TASK DIRECTIONS:
Please substitute "photo" for every "screenshot" throughout the data below, and keep everything else unchanged. Leave the pictures out of your answer.

A block of data
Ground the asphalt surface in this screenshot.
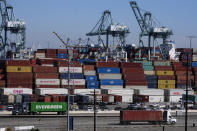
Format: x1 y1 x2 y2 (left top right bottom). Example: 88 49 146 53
0 114 197 131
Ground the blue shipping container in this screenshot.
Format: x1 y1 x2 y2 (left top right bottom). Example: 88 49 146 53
100 80 123 86
86 76 97 81
97 67 120 73
60 73 84 79
87 81 99 86
57 54 67 59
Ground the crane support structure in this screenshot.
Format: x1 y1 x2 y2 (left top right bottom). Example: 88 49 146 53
130 1 173 60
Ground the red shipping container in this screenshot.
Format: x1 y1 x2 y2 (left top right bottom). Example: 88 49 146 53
34 73 59 79
33 66 57 73
96 62 119 67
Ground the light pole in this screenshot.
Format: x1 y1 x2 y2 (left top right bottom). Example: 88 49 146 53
185 36 197 131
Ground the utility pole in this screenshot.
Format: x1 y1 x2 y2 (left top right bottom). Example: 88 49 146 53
185 36 197 131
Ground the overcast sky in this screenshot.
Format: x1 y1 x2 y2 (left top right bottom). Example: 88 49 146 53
7 0 197 48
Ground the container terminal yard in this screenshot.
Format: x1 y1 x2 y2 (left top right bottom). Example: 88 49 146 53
0 0 197 131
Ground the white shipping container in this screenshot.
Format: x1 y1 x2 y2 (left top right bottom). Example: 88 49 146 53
169 96 182 103
83 70 96 76
59 67 82 73
35 53 46 59
100 85 123 90
74 89 101 95
122 95 133 103
149 95 164 102
134 89 164 96
101 88 134 95
35 88 68 95
36 79 60 85
144 71 155 75
0 88 32 95
125 86 148 89
99 73 122 79
61 79 85 85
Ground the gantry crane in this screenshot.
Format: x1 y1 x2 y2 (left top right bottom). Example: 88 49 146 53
130 1 173 60
0 0 26 58
86 10 129 61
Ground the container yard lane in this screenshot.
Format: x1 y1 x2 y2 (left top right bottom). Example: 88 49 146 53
0 111 197 131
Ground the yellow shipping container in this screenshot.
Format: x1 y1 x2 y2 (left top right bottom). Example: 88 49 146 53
158 84 175 89
6 66 32 72
156 71 174 75
158 80 175 85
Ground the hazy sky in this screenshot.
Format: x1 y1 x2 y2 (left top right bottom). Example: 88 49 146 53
7 0 197 48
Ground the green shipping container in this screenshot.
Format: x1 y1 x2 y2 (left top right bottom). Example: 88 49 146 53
30 102 67 112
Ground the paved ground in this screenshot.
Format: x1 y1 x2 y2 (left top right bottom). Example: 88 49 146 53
0 115 197 131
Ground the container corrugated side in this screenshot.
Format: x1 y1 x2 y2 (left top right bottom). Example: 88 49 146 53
31 102 67 112
99 73 122 79
35 88 68 95
6 66 32 72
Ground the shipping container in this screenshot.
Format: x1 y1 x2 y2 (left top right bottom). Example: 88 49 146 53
6 66 32 72
99 73 122 79
61 79 85 85
0 88 32 95
100 85 123 90
74 89 101 95
36 79 60 85
100 79 123 86
83 70 96 76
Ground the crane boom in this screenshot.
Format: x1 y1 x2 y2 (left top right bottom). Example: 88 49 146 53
53 32 67 46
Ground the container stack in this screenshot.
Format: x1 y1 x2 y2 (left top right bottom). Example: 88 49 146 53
134 89 164 102
121 62 148 89
46 49 57 58
154 61 175 89
0 60 6 88
164 89 193 103
57 49 68 59
6 60 33 89
33 66 60 88
58 61 85 89
96 62 123 89
34 49 46 59
173 62 194 89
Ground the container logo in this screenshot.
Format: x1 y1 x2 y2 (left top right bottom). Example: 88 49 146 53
36 105 62 110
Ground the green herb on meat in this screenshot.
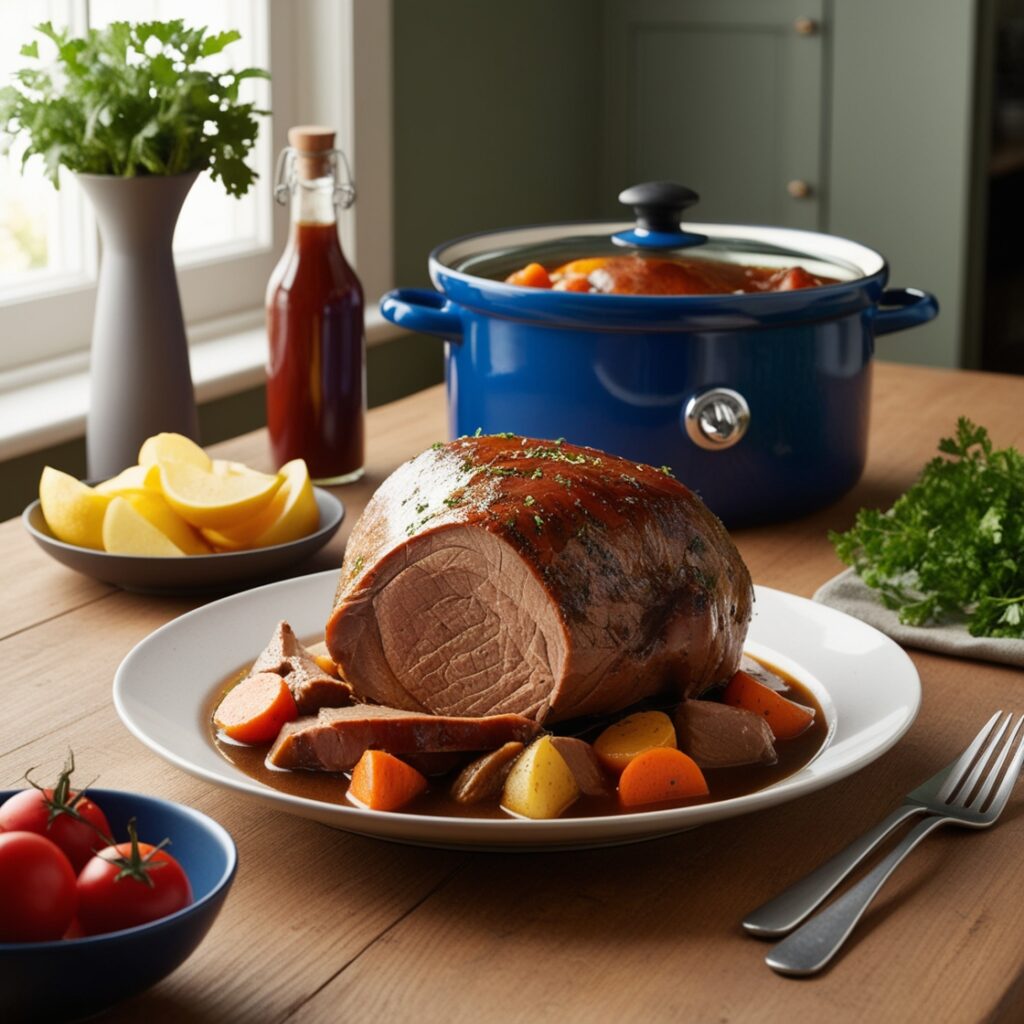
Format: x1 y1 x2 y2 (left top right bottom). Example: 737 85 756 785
829 417 1024 638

WRITTEN RESPONSE:
Ground the asphalt surface in this photo.
Format: x1 y1 x2 y2 (left top right bottom). Example: 88 49 146 53
0 114 197 131
Ground the blue shipping container in this photo.
Format: x1 y1 x2 y2 (left top right bottom). Example: 88 49 146 53
100 80 123 86
86 76 97 81
97 67 120 73
60 73 84 79
87 81 99 86
57 54 67 59
Ground the crane support structure in this photo.
Format: x1 y1 x2 y2 (left top right bottom). Example: 88 49 146 53
130 1 173 60
Ground the red shipping container in this photo.
Format: x1 y1 x2 y2 (left top right bottom). Example: 88 49 146 53
34 73 59 79
33 66 57 73
96 62 119 67
Ground the light pole in this photo.
Format: x1 y1 x2 y2 (left top right bottom). Example: 88 49 146 53
185 36 197 131
Ground the utility pole in this photo.
Format: x1 y1 x2 y2 (left top right bottom). Example: 88 49 146 53
185 36 197 131
Ground the overcast sky in this photo.
Format: x1 y1 x2 y2 (left top right bottom). Example: 88 49 146 53
7 0 197 48
Ground the container terminal yard in this photo.
Format: x1 y1 x2 y2 (left top right bottom). Example: 88 49 146 53
0 0 197 131
Ground the white shipping container in this photo.
Format: x1 y1 x2 y2 (left top right bottom). Example: 88 49 146 53
169 96 182 103
83 70 96 76
59 67 82 73
35 53 46 59
100 85 123 90
74 89 101 95
122 95 133 103
149 95 164 102
134 89 164 96
101 88 134 95
35 88 68 95
36 79 60 85
144 71 155 75
0 88 32 95
125 86 148 89
99 73 122 79
61 79 85 85
Ground the gantry crane in this photo.
Format: x1 y1 x2 y2 (left top right bottom). Example: 88 49 146 53
130 1 173 60
0 0 26 58
86 10 129 61
Ground the container yard lane in this photo.
Format: x1 y1 x2 y2 (left top right bottom). Example: 88 49 146 53
0 111 197 131
Ground the yellow shipping container in this photo.
Format: x1 y1 x2 y2 (left top right bottom). Example: 88 49 146 53
158 84 175 89
6 66 32 72
156 71 174 75
158 80 175 85
Ground the hazy sky in this photo.
Format: x1 y1 x2 y2 (left top right bottom). Example: 88 49 146 53
7 0 197 48
Ground the green shipping container in this photo.
Format: x1 y1 x2 y2 (left top right bottom). Example: 88 49 146 53
30 102 67 112
Ground the paved ground in this photo.
Format: x1 y1 x2 y2 (left top right bottom). Example: 88 49 146 53
0 115 197 131
Ground the container corrugated side in this photo.
Format: x1 y1 x2 y2 (left top right bottom). Example: 88 49 146 53
31 102 67 112
99 73 122 79
35 88 68 95
6 66 32 72
Ground the shipping container in this photo.
Format: x1 y1 x2 y2 (left top right bottom). Example: 88 49 146 53
6 66 32 72
99 73 122 79
61 79 85 85
0 88 32 95
100 85 123 90
74 89 101 95
36 79 60 85
100 79 123 86
83 70 96 76
Ground the crane boom in this photo.
Format: x1 y1 x2 y2 (left top right bottom). Example: 88 49 146 53
53 32 67 46
Ground the container stack in this photo.
Format: x1 y1 x2 y2 (left top right bottom). Example: 88 49 146 53
134 89 164 102
121 62 148 89
46 49 57 58
154 61 175 89
0 60 6 88
164 89 193 103
57 49 68 59
6 60 33 89
33 66 60 88
58 61 85 89
96 62 123 89
34 49 46 59
173 62 194 89
Ground the container logo in this photo.
Format: x1 y1 x2 y2 (left top right bottom). Example: 88 49 146 53
36 105 62 110
Ground the green herb on meat in this photo.
Format: x1 y1 x2 y2 (left top right bottom). Example: 737 85 756 785
829 417 1024 638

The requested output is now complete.